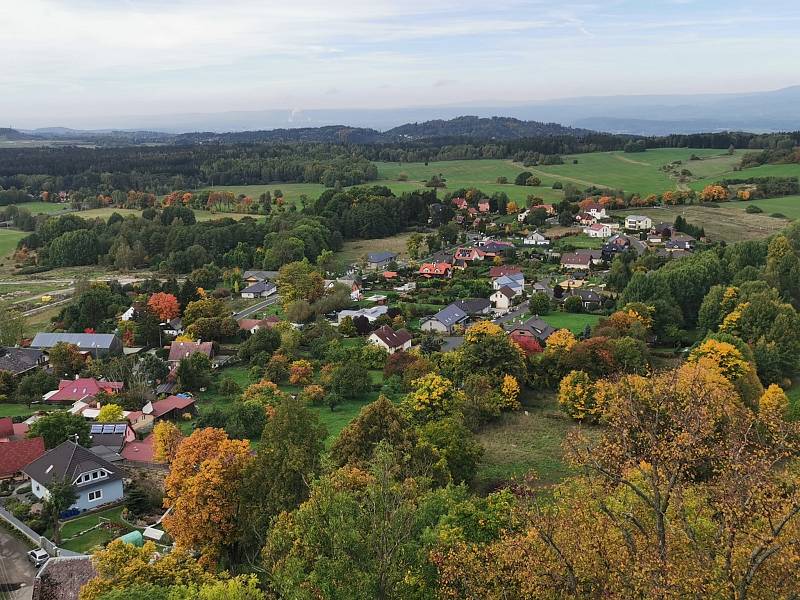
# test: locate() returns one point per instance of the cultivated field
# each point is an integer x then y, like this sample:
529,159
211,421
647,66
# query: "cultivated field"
637,172
8,241
728,222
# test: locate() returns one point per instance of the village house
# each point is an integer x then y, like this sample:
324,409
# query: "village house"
371,313
390,340
598,230
503,298
638,223
534,328
97,481
250,277
20,361
72,390
261,289
535,239
380,260
445,320
97,345
436,270
180,350
474,306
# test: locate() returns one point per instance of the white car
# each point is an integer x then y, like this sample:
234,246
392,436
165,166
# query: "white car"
38,557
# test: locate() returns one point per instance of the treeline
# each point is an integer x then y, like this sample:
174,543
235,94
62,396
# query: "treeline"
169,239
165,168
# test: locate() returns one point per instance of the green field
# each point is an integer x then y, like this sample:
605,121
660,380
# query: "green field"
481,174
575,322
525,441
636,172
788,205
97,536
8,241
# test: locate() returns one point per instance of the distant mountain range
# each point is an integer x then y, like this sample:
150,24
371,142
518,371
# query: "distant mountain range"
777,110
494,128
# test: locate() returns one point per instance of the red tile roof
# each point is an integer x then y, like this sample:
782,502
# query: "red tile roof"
495,272
139,451
181,350
16,454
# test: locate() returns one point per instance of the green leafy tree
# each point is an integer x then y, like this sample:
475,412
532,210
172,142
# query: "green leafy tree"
286,462
58,427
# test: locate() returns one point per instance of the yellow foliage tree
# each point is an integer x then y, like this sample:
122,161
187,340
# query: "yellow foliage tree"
773,401
166,439
509,390
202,489
581,398
109,413
562,340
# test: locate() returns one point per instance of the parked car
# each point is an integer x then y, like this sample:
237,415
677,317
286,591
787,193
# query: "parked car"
38,557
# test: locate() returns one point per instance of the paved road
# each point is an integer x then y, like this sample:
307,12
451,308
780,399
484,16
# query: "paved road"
16,573
247,312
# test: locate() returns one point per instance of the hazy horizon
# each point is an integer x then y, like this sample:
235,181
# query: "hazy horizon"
91,64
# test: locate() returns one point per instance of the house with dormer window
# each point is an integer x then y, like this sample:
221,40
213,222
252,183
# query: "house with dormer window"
96,480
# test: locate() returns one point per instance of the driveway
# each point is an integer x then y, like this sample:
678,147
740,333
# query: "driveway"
16,573
251,310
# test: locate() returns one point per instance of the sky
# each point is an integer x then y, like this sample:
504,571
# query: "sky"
85,63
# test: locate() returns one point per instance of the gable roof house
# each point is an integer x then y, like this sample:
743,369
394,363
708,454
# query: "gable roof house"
474,306
390,340
16,450
436,270
515,281
171,407
96,344
536,239
258,276
380,260
445,320
73,390
503,298
19,361
62,577
260,289
180,350
96,480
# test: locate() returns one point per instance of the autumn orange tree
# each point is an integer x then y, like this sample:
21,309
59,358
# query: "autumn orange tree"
202,491
687,494
166,440
164,306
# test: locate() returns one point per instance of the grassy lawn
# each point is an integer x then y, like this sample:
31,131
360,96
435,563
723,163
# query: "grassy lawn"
575,322
728,222
528,440
788,205
8,241
636,172
95,537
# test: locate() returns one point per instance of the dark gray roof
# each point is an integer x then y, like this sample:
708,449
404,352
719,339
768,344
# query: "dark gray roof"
19,360
473,305
62,577
259,287
536,326
84,341
381,256
67,461
450,315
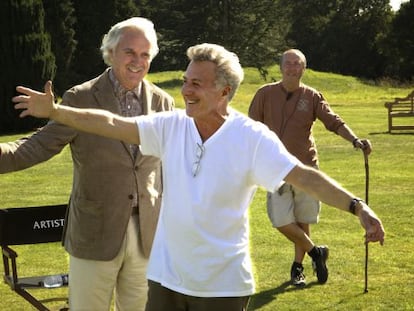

########

Which lines in the records above contain the word "village"? Gather every one of them, treating uppercase and lowercase as different.

# test: locate() returns one point per instance of the village house
# query: "village house"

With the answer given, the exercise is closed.